(Data extracted from a collection)

++++

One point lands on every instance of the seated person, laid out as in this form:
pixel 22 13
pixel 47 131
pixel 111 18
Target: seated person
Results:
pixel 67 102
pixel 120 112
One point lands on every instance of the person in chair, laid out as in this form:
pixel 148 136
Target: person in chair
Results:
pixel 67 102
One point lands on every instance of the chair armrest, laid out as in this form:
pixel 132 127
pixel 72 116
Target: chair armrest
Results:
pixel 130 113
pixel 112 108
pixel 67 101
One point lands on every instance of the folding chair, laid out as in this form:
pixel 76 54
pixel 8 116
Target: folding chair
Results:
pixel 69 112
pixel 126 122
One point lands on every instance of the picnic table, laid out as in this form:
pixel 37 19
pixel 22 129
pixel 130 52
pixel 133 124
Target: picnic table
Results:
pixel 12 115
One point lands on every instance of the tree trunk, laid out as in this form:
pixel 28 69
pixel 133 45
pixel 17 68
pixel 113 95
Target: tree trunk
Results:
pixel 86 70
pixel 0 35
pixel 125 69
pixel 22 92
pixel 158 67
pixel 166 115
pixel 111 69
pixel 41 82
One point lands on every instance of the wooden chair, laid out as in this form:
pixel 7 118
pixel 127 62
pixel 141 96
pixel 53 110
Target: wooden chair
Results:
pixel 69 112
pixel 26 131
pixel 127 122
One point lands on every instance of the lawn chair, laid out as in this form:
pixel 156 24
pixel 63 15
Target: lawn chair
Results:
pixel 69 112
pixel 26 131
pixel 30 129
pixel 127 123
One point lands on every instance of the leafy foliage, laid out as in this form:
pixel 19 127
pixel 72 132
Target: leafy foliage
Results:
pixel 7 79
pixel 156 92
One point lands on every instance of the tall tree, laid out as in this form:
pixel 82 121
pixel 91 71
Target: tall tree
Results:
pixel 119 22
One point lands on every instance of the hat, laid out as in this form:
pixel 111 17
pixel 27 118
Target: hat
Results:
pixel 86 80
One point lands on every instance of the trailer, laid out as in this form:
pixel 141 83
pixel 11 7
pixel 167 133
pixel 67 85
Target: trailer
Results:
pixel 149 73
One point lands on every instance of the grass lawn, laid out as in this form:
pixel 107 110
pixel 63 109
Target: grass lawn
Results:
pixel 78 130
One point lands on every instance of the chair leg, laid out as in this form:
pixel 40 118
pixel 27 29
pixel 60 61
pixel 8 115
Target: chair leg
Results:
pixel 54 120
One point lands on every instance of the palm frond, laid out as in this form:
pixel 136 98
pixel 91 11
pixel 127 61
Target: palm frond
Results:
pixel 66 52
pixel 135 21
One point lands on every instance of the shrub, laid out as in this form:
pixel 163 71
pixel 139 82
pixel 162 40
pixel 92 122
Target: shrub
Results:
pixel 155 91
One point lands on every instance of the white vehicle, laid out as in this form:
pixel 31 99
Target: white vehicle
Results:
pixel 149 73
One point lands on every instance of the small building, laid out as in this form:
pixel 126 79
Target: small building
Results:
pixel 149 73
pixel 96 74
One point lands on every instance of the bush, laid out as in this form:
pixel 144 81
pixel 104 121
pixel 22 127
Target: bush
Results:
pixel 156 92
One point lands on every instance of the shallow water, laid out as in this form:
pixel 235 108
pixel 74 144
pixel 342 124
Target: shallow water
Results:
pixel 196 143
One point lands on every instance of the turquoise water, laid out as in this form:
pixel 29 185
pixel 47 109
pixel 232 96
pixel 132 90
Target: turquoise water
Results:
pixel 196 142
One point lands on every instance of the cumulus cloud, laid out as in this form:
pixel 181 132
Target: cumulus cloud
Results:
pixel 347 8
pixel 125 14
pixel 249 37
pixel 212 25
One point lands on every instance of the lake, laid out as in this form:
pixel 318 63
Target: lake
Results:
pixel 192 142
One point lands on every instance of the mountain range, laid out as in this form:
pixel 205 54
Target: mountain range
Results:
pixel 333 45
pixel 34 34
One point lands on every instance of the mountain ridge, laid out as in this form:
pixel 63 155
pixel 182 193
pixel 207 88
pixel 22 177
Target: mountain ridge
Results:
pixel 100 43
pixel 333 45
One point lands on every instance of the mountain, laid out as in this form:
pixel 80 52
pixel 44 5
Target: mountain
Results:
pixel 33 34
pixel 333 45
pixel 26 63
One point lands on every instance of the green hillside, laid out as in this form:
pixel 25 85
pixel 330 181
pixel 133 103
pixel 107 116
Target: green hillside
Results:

++++

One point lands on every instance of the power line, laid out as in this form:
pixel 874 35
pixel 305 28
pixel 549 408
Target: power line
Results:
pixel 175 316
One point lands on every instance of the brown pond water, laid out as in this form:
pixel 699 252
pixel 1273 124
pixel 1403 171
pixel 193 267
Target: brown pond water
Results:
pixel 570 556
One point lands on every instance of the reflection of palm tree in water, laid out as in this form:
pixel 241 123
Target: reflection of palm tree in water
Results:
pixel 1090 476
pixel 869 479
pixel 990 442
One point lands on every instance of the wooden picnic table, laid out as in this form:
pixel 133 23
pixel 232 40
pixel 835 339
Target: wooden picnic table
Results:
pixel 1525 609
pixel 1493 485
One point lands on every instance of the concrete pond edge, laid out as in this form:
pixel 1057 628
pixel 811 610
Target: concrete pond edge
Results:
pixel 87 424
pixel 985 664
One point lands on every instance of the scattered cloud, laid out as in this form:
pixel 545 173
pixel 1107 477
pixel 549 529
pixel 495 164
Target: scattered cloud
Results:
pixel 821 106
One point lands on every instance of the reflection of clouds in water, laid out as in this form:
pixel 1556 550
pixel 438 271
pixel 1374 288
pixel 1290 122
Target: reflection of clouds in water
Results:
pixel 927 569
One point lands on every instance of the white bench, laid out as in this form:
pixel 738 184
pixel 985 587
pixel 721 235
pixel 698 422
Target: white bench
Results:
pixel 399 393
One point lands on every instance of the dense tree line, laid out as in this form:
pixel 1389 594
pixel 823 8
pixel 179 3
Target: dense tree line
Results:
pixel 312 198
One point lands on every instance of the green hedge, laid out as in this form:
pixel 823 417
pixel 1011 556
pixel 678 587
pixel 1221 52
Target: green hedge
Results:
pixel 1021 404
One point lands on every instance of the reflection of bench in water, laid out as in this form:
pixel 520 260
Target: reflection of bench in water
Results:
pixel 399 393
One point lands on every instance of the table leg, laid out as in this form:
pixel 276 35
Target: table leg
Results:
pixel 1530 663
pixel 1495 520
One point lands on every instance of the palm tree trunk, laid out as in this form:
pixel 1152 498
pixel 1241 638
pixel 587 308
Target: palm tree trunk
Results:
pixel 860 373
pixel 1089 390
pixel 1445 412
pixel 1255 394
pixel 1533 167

++++

** WORK INSTRUCTIONS **
Copy each line in the entries above where the word "folding" shows up.

** TASK RESULT **
One point lands on every instance of the folding chair, laid out as in this form:
Target: folding chair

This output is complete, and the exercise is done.